*WHAT THIS EXERCISE ASKS*
(1) According to the Bully review, which studio developed the game?
(2) Pick up the Bully review after its final paragraph and write what comes next.

*TEXT SECTION*
* * * *

Canis Canem Edit

Jimmy Hopkins, age 15. He has been expelled from every school that he has ever attended, but is now about to be dropped off at Bullsworth Academy. It’s more of a correctional facility than a school and it can’t even do that right. Its student body is rife with bullies and borderline criminals, who torment each other and terrorize the local town. The teachers and staff are either wholly incompetent or actively in cahoots with the worst students that Bullsworth has to offer.

If he is to survive in this harsh environment, Jimmy will have to take drastic actions.

Developed by Rockstar Vancouver and released in 2006, Canis Canem Edit, now known as Bully, was an innovative twist on the open-world sandbox formula popularized by Rockstar’s Grand Theft Auto series. Its release fell between San Andreas and GTA IV, putting it late in the Playstation 2’s lifecycle. At the time, the notion of having a GTA game set in a school environment caused a meltdown among concerned parents. In their minds, this game confirmed all their worst fears about the medium. Surely it would spawn a BAJILLION school shooters in its wake!!!

However, today the game is rarely spoken of. It’s treated as little more than a sidenote for the revered GTA franchise, which I feel is unfair. Sure, it wasn’t a mind-blowing game nor did it bring upon the end times, but it’s very unique and has a lot to offer.

As Jimmy, you are tasked with navigating the complicated web of highschool factionalism. Bullsworth Academy is divided between the geeky nerds, simple-minded bullies, the football team, the wealthy “preps” from nearby Bullsworth Vale, and the retro-loving Greasers who enjoy mechanical work and racing on bikes. In trying to subdue each of these competing groups, you’ll have to take on various missions to ingratiate yourself to their colorful leaders.

These missions are formatted in typical GTA style where you go to a marker, get a comical cutscene to kick off the mission, and then you take on some specialized tasks. You got simple missions that’ll have you beat up some people or find items, maybe a few chases, but also some special gimmick missions like one where you protect a nerd during his speech by sniping down hecklers with a slingshot.

The writing is all-around pretty darn good. I am not one for Rockstar’s typical cynicism, but the satirical take on typical high school media works out really well for Bully. It had me laughing quite a few times and I enjoyed the atmosphere of the game a lot.

What makes it work especially well is how the game opts for quantity over quality in characterization. Every person at Bullsworth Academy is a unique character. Their personalities are simplistic for the most part, but it makes the place feel more like a community that you interact with, rather than a bloated sandbox with 10,000 copies of each generic civilian dotted around it.

The map is also not small by any means, even if it’s more compact than that of San Andreas. The reduction in size is made up for by just how lively the locations feel, especially the academy proper. You see students everywhere just going about their day, doing the same stuff you are doing. They pull pranks, get into arguments, sometimes start a fight, then get hunted down by prefects or other members of staff. Once you unlock the city it thins out a bit, but the Academy stays relevant throughout the entire game, so it’s not like this experience is just gone after chapter 1.

* * * *

*EXCERPTED RECORDS*

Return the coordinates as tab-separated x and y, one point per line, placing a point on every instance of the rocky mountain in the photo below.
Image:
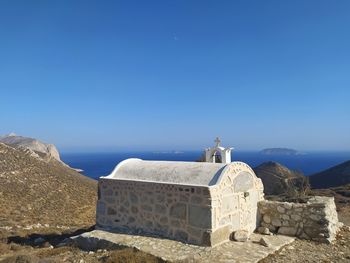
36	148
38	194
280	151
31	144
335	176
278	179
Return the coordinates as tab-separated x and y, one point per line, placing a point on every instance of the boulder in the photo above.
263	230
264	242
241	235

* * * *

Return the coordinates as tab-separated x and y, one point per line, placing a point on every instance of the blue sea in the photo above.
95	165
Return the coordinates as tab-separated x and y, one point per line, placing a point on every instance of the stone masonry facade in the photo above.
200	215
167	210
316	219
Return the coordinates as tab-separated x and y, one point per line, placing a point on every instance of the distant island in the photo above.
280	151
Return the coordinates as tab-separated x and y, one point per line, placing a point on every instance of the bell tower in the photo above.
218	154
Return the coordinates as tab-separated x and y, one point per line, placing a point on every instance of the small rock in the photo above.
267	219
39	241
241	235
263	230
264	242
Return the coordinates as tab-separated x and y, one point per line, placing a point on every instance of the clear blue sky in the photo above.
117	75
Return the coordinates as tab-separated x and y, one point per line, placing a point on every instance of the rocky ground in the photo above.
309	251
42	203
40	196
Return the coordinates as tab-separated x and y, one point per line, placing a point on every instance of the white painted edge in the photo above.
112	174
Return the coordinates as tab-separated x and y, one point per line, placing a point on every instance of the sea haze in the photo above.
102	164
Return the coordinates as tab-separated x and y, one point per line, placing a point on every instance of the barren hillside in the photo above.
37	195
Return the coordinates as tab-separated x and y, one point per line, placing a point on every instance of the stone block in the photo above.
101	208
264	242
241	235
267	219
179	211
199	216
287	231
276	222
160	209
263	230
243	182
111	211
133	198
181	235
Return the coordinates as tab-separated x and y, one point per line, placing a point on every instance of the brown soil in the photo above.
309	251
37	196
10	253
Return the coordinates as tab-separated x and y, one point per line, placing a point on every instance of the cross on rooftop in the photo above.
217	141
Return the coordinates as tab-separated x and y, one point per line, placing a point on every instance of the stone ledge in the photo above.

* * * *

*TASK-BY-TASK RESULTS*
(1) Rockstar Vancouver

(2)
This has actually made Canis Canem Edit the first sandbox game where I just wanted to play the part. You can attend classes, date girls, cause mischief, and bully people, a lot of which is only questionably useful. I had genuine moments where I came up with some stupid idea and just wanted to see if I could pull it off. Shoving prefects into a trashcan before they can overpower you or giving a wedgie to the school’s brick shithouse of a quarterback, it’s just so much fun. The missions tap into this roleplay well, which helps Bully feel more like its own thing instead of just a toned-down GTA.

A good thing it does, because the gameplay does feel eerily similar. You navigate an open-world, you beat people up with some basic fisticuffs, and later get ranged weapons like a slingshot or firecrackers. A paper-thin combo system puts the emphasis more on CQC than the gunplay of GTA, but it’s clear that Canis Canem Edit was copying its big brother’s notes.

This does lead to some frustrations as well, like how the lack of mechanical vehicles means that you’ll be taping buttons for hours on end to get anywhere fast. Whether its running, skateboarding, or cycling, it’s button-mashing all the way, sometimes way past the point where it has started feeling uncomfortable. Pro tip: grind out the festival games as early as possible so you can get the scooter, and then later focus on completing all the Go Kart races once the final bit of the map opens up. Your thumb will be grateful.

There are also some aspects of school life that I feel are a bit underwhelming. Attending classes boils down to playing simple mini-games that increase in difficulty as you advance. There only a handful of classes with 5 levels each, however, and many of those are locked off until certain story developments. I found myself already completing some classes as early as chapter 2, trivializing entire mechanics thanks to their rewards. The preset rotation of classes also means you end up with entire days where you have nothing to do at the academy at all, until finally a day comes up where you can have another go at doing math.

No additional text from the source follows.